THE INPUT -
<<<<
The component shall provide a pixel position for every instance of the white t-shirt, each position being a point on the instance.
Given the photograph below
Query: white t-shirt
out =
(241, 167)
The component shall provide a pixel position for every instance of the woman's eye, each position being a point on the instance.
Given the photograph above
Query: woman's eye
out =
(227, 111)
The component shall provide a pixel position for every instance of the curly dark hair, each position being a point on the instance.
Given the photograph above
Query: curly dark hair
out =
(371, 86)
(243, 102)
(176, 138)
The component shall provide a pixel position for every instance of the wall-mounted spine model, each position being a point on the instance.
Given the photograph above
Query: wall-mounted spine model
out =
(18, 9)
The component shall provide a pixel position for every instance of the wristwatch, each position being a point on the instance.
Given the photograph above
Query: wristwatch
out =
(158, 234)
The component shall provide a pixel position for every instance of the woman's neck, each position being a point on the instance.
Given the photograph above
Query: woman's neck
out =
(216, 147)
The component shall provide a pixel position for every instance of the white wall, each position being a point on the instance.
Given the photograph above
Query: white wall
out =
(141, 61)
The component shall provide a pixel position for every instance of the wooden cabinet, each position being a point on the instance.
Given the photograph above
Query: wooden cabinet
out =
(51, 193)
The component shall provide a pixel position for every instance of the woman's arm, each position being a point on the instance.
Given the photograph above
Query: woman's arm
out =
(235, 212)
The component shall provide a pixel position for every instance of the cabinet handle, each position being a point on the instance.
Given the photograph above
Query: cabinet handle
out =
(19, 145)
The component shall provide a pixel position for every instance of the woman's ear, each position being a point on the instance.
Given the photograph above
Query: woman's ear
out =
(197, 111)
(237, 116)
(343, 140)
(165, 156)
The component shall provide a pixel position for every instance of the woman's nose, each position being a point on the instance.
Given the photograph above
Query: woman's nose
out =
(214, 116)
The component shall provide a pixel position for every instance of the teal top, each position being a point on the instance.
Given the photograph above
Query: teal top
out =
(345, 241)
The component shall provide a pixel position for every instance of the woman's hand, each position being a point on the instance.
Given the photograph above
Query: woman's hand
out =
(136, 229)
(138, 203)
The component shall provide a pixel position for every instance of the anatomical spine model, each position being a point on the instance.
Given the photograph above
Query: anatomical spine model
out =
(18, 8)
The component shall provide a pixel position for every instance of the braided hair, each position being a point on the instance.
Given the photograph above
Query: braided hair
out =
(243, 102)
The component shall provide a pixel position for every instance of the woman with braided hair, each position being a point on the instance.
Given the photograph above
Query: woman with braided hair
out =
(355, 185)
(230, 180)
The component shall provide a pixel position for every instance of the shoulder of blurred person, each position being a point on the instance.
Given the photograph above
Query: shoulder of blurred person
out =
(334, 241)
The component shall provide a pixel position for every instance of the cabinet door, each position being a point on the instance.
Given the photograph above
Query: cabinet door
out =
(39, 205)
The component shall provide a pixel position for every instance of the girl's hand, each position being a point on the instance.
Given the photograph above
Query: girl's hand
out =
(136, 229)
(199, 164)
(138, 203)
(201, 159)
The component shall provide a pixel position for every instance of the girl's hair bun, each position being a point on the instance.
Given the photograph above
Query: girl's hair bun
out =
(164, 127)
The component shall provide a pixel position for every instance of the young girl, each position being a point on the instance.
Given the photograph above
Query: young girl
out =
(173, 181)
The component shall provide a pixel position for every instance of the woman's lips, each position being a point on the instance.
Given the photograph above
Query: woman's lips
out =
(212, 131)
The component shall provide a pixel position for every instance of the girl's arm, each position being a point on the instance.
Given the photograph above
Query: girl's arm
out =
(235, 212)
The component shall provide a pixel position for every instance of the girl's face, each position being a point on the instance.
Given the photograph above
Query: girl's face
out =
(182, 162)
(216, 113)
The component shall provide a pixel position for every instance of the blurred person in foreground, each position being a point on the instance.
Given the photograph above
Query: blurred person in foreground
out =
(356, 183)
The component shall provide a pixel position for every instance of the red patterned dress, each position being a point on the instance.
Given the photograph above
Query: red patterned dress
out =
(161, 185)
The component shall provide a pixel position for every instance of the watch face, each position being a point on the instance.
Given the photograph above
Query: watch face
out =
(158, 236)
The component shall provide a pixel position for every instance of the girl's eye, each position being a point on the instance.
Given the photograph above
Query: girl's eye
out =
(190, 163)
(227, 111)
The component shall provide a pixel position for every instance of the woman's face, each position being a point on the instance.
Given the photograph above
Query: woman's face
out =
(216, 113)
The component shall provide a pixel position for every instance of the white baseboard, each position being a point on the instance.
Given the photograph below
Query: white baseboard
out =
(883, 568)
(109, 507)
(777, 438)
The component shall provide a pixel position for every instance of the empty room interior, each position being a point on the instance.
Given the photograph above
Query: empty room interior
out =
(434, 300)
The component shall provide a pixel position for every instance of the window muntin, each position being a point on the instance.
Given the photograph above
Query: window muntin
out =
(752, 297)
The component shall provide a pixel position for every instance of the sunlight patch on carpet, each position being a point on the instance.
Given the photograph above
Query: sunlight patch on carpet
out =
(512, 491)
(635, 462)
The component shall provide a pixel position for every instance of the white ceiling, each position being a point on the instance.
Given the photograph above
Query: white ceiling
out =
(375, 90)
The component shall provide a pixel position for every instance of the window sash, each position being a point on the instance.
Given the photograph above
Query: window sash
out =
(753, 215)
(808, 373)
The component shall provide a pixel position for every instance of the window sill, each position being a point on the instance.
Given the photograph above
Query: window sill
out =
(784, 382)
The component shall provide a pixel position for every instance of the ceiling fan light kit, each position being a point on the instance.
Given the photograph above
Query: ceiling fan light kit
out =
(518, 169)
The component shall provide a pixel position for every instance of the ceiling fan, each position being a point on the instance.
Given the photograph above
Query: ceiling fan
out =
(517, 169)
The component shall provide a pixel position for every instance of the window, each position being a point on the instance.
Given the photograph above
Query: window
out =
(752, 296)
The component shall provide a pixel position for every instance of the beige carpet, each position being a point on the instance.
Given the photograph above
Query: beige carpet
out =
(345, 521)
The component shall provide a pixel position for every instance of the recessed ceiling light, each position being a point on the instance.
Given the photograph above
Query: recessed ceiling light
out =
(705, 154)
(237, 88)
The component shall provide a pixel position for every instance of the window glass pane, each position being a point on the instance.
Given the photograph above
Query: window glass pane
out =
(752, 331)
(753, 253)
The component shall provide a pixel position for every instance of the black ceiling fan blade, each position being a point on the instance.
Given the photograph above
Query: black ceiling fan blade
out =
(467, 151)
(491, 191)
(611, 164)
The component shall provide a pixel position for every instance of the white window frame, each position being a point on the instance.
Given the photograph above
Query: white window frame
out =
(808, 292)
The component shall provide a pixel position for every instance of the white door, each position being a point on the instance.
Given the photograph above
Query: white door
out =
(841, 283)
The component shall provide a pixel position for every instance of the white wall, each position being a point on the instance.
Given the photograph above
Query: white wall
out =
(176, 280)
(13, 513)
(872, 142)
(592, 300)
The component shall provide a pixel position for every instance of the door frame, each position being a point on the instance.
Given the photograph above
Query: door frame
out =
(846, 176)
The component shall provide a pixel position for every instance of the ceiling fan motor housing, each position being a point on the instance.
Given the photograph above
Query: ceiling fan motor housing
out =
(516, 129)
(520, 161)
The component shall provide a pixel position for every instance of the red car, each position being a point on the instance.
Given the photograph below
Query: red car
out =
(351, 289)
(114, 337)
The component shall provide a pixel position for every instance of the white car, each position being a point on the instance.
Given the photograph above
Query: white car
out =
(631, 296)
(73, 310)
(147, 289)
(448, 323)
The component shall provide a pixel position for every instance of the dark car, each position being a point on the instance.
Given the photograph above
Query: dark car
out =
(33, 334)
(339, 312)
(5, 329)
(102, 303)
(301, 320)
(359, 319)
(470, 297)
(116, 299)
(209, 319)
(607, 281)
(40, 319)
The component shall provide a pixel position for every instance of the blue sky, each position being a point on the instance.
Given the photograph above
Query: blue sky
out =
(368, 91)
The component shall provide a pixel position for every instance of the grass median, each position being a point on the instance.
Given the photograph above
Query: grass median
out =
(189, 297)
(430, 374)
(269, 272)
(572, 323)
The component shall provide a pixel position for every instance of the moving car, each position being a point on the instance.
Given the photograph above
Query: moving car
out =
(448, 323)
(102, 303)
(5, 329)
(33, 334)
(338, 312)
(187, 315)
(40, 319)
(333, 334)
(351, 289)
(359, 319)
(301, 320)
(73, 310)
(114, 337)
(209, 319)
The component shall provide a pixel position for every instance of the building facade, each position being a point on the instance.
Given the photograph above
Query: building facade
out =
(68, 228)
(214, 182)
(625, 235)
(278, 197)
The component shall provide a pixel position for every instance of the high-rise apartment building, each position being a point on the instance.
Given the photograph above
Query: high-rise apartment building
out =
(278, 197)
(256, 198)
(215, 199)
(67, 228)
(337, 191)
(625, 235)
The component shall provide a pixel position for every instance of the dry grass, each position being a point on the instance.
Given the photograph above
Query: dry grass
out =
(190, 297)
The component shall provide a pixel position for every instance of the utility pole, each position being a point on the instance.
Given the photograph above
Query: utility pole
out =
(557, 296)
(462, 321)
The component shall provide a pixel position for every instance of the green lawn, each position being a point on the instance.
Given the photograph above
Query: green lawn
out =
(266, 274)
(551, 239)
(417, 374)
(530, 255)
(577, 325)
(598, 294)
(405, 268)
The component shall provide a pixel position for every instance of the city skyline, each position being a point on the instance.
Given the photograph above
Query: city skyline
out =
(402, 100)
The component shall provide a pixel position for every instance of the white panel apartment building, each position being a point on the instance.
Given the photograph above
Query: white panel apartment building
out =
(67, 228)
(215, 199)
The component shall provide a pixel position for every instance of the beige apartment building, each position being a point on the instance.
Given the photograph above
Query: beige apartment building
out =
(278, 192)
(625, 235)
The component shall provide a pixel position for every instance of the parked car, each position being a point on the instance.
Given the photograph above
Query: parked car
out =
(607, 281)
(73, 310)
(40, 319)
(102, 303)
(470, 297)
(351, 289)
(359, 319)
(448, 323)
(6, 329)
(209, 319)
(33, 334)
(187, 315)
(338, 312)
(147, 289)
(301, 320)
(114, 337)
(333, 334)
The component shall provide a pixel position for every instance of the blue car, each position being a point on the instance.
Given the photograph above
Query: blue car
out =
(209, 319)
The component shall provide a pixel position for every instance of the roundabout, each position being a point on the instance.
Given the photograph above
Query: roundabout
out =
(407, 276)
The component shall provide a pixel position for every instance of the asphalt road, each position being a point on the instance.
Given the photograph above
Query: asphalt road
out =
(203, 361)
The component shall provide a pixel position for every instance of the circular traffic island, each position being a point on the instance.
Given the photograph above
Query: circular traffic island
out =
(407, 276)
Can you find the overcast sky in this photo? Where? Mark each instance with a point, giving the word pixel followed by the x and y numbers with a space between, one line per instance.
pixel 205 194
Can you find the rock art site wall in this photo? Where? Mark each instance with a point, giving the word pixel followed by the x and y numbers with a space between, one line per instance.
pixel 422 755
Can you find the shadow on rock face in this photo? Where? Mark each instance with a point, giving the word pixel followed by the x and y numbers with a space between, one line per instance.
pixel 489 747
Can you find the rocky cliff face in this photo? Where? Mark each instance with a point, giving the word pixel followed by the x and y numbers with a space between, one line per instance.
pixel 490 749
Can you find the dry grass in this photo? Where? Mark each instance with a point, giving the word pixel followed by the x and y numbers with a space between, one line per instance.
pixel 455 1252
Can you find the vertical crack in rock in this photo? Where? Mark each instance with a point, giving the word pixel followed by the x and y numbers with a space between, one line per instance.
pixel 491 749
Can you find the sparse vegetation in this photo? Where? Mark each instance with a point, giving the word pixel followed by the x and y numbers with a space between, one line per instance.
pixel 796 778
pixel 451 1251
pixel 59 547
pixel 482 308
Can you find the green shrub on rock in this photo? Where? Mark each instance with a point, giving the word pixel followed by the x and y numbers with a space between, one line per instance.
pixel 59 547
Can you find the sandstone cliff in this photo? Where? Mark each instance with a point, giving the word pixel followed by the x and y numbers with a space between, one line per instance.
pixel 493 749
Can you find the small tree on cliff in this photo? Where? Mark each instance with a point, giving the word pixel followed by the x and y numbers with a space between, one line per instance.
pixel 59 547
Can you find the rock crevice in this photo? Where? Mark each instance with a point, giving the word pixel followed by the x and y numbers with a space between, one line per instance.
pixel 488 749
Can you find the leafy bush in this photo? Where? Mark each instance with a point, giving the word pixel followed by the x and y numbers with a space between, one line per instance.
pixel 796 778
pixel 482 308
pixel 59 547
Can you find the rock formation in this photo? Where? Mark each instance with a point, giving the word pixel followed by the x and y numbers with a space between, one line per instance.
>>>>
DESCRIPTION OF THE TASK -
How many lines above contain the word "rise"? Reply with only the number.

OUTPUT BELOW -
2